■ **Dataset records**:
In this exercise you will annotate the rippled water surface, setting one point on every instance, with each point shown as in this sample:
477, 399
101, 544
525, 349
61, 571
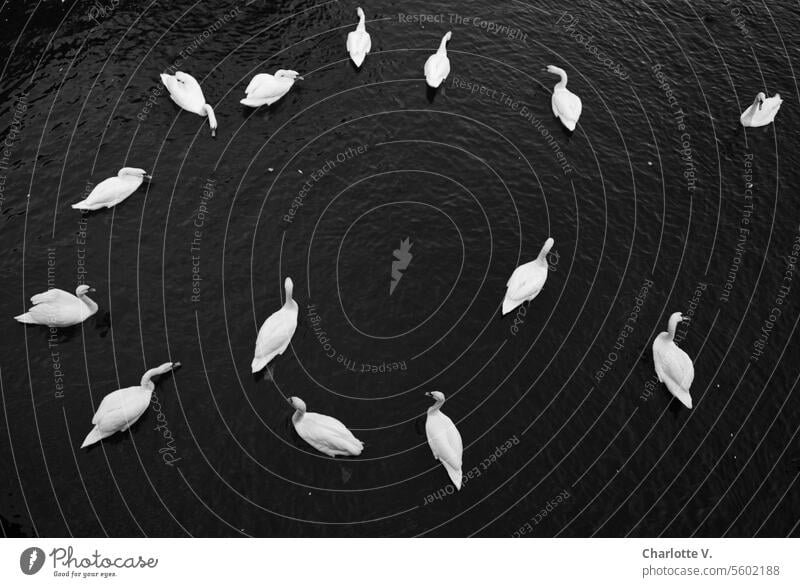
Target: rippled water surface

■ **About this exercise**: Reproduce the material exactly. Pictures stay out.

■ **Solved exercise**:
In this exercise you will annotate the rippled water surface, setting one point on every instance, with each point shown as in this sample:
477, 399
101, 544
525, 349
61, 571
Target: rippled water surface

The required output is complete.